» **BRIEF 1**
List every person named in the news report below on food assistance and migrant workers.
» **BRIEF 2**
Using the news report below on food assistance and migrant workers, decide whether each statement agrees with it, and quote the words that decide each one.
(a) The free rations Modi announced will continue for the next five months for the people covered by the public distribution system.
(b) Sitharaman's May announcement of free grains for migrant workers covered the months of June and July.
(c) According to Khera, the Centre is supposed to provide subsidised food to 60 per cent of the population.

═════ QUOTED PASSAGE ═════

Modi’s announcement of food assistance for the poor makes no mention of migrant workers

Basant Kumar Mohanty New Delhi Published 02.07.20, 03:02 AM
Migrant workers and their families queue for screening on their return as they arrive at a railway station in Ahmedabad on Wednesday.

Migrant workers and their families queue for screening on their return as they arrive at a railway station in Ahmedabad on Wednesday. (PTI Photo)

If China was missing from Prime Minister Narendra Modi's address to the nation on Tuesday, so was another group about whom he has largely been silent through the past few harrowing months: jobless migrant workers.

Civil society groups and academics on Wednesday urged the Centre to continue free rations for the returned migrant workers during the entire Covid-19 crisis, a day after Modi's announcement of food assistance for the poor made no mention of them.


Modi had declared that the free monthly rations of 5kg grains per person and 1kg channa (gram) per family would continue for the next five months for the 81 crore people covered by the public distribution system (PDS) under the National Food security Act. These free rations come in addition to the families' usual entitlement to subsidised food.

However, at least eight crore people -- migrant workers and their families -- are outside the PDS net, either because they didn't meet the income cut-off in pre-lockdown times or because they failed to secure a ration card at their place of work.

For this section, finance minister Nirmala Sitharaman had in May announced 5kg free grains per migrant worker and 1kg channa per migrant worker family per month for May and June Some of these families that this newspaper spoke to on Wednesday feared the Prime Minister's silence on them meant they would not receive the benefit from this month.

Reetika Khera, economics professor at IIT Delhi, said these 8 crore migrants should be brought permanently under the Food security Act.

"Under the (act), the Centre is supposed to provide subsidised food to 67 per cent of the population. Currently 81 crore people -- around 60 per cent of the population -- are getting it," Khera said.

═════ SUPPLIED INFORMATION ═════

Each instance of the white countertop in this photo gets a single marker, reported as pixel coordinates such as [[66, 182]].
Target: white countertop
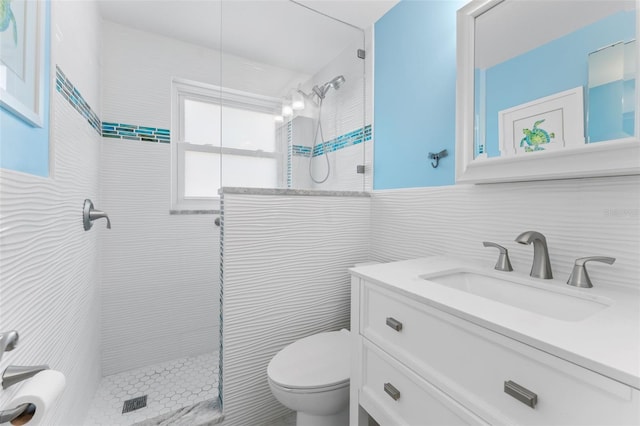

═════
═════ SUPPLIED INFORMATION ═════

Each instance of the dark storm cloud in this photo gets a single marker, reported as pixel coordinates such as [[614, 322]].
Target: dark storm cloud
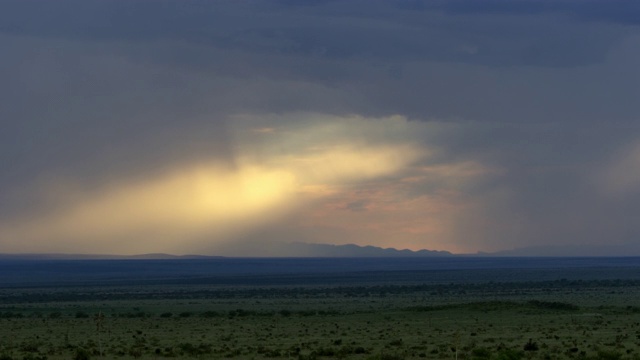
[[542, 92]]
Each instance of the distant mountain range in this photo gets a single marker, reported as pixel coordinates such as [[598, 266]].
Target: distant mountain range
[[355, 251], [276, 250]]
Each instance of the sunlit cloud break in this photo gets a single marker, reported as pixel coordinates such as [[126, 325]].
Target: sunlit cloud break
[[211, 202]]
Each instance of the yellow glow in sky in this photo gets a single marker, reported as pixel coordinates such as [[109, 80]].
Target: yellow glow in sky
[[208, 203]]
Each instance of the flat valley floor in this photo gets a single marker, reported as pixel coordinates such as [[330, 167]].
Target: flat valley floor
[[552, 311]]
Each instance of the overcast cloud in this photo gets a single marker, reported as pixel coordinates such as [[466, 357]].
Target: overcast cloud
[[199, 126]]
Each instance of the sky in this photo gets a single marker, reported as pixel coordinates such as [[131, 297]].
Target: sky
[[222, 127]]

═════

» **EXERCISE RESPONSE 1**
- Basant Kumar Mohanty
- Narendra Modi
- Nirmala Sitharaman
- Reetika Khera

» **EXERCISE RESPONSE 2**
(a) Yes: "would continue for the next five months for the 81 crore people covered by the public distribution system (PDS)"
(b) No: "1kg channa per migrant worker family per month for May and June"
(c) No: "the Centre is supposed to provide subsidised food to 67 per cent of the population"